◆ **Reading passage**
****************

Estate Planning for the Private Landowner After the Fiscal Cliff

By: Amos S. Eno
Posted on:01/10/2013 Updated:03/14/2013

Private landowners should be aware of how the fiscal cliff deal will impact their estate planning in order to ensure they can keep their working lands working!

The American Taxpayer Relief Act of 2012, or the fiscal cliff deal, was passed by Congress on January 1, 2013 and signed into law by President Barack Obama the next day. The Act provides much needed certainty in the area of estate planning despite its lack of significant estate tax reform. 
On January 1, 2013 the Bush era tax cuts were due to sunset, which would have reinstated old laws that would have resulted in various estate tax hikes. One of the most notable would have been a reversion to the $1 million federal estate tax exemption with any excess taxed at 55%. Not only would this have been devastating to farmers and ranchers who seek to pass their land to future generations, but it also would have been unworkable for many Americans.
The Act successfully prevented many of the extreme estate tax hikes and made the new provisions permanent. However, if Congress seriously seeks tax reform in the future, the rules may change again.
Private landowners should be aware of a few of the provisions in the Act that affect their estate planning.
First, the Act sets the federal exemption for the gift and estate tax and generation-skipping transfer (GST) tax at about $5 million ($10 million for couples), but increases the top rate to tax amounts in excess from 35% to 40%.  This means that if your estate is valued over the threshold amount you will be paying a higher estate tax than in recent years. The good news is that the threshold is staying at the same level, instead of dropping significantly and subjecting many more taxpayers to estate taxes.
Second, the Act maintains the unified treatment of estates, so the $5 million exemption applies to both lifetime gifts as well as bequests at death. This is important if you are looking to create a trust or make lifetime gifts of property to reduce the value of your estate at death.
Third, the Act maintains the portability rule. This means that a surviving spouse, after the death of their spouse, can acquire any unused portion of the deceased spouse’s exemption and add it to their own exemption. This is a helpful estate planning tool, but should not be used as a substitute for estate planning in general.

****************

◆ **Provided material**
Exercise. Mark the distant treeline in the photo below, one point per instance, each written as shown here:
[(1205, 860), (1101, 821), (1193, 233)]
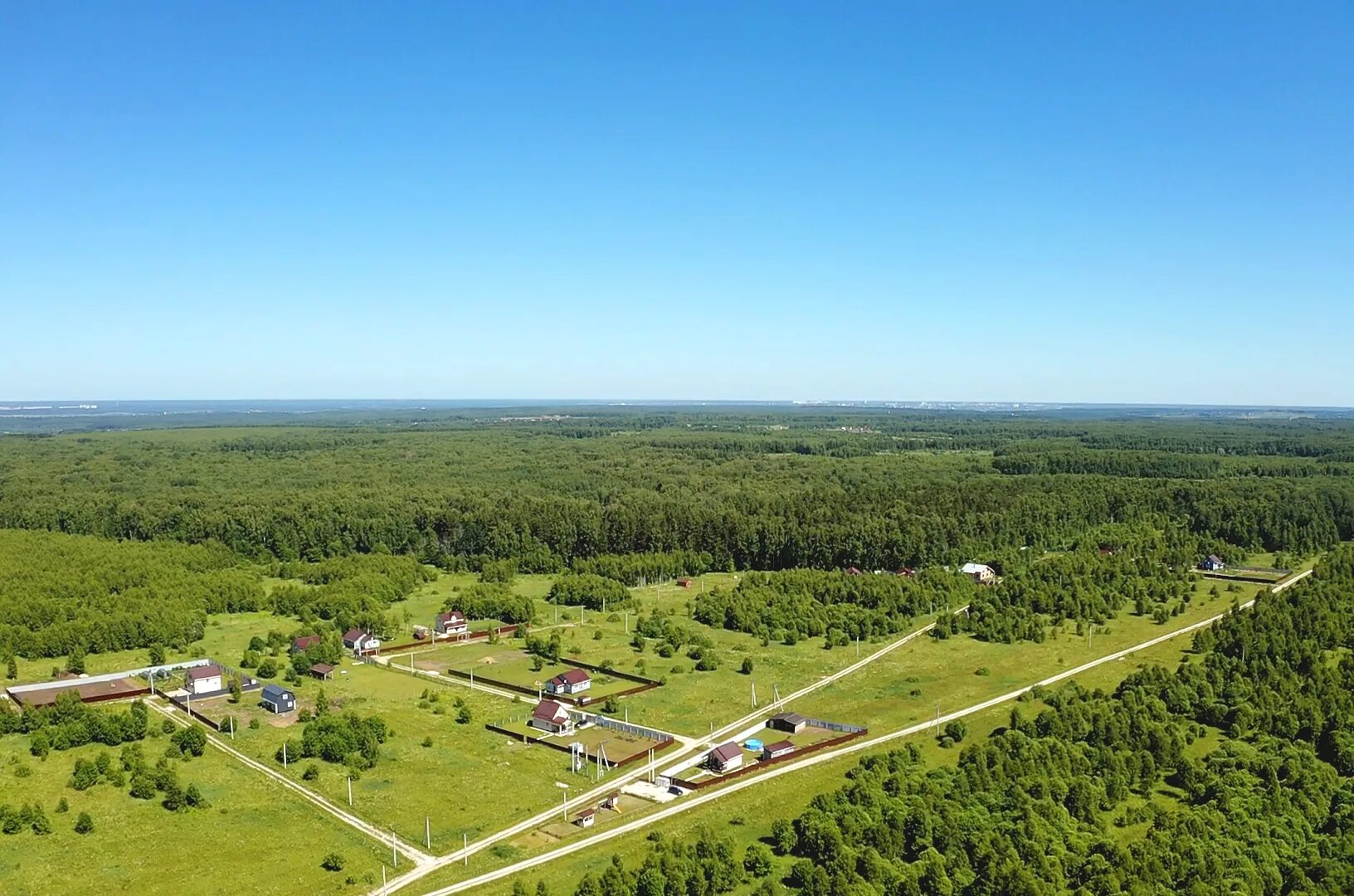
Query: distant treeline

****************

◆ **Given problem 1**
In the estate planning article, what top rate does the Act set for amounts above the exemption?
◆ **Given problem 2**
List each provision of the Act that the estate planning article describes as affecting landowners' estate planning.
◆ **Given problem 3**
Extend the estate planning article, starting after its final sentence.
The listing is separate from the estate planning article and unrelated to it.

◆ **Written response 1**
40%, up from 35%.

◆ **Written response 2**
- A federal exemption of about $5 million ($10 million for couples) for the gift and estate tax and the generation-skipping transfer (GST) tax, with the top rate on amounts above it raised from 35% to 40%.
- Unified treatment of estates, so the $5 million exemption covers both lifetime gifts and bequests at death.
- The portability rule, which lets a surviving spouse add any unused portion of the deceased spouse's exemption to their own.

◆ **Written response 3**
Fourth, both valuation discounts and grantor retained annuity trusts (GRATs) have been maintained by the Act and remain viable tools for reducing estate taxes.
Fifth, individual and capital gains tax rates have mostly remained the same, except for higher-income taxpayers. The Act adds a 39.6% tax bracket for single taxpayers earning over $400,000 ($425,000 for head of household and $450,000 for married taxpayers). Taxpayers in the 39.6% tax bracket now face a 20% tax rate on dividends and long term capital gains. Click here for more information on the new tax brackets.
Finally, in terms of conservation easements, the Act has retained the estate tax exclusion for up to 40% of the restricted value of the land protected by the easement. The exclusion, under IRC section 2031(c), is capped at $500,000 and may be further reduced in cases where the easement reduces a property’s value by less than 30%. You can take advantage of this exemption if you have a conservation easement already on your land, further reducing the amount you will pay in estate taxes.
This article is intended to be an overview of some of the estate tax policies, but should not be considered legal or tax advice. Please use the Private Landowner Network’s Conservation Yellowpages to find attorneys, CPAs, land trusts and programs in your area!



re: Estate Planning for the Private Landowner After the Fiscal Cliff
By: Amos on: 03/14/2013

It sounds like you need a Land Trust or Conservation Organization. To find one, go to the Conservation Yellow Pages on the PLN homepage. You'll have two options, search on the map, or search by zipcode. To search the map, lick on RI, then choose Organizations and Associations - Land Trusts and Conservation Associations, then keep clicking the boxes to narrow down the location. On the zipcode side, search for Land Trusts and Conservation Associations and enter your zip. If there are none in your zip just click Organizations and Associations - Land Trusts and Conservation Associations and a list will pop up. Every group has a description and contact info, so you can make an informed opinion and choose the best group to suit yours needs.It's a mouthful, but pretty self-evident when you go on the site. Best of luck, Amos

re: Estate Planning for the Private Landowner After the Fiscal Cliff
By: Great artiicle on: 03/14/2013

Very helpful.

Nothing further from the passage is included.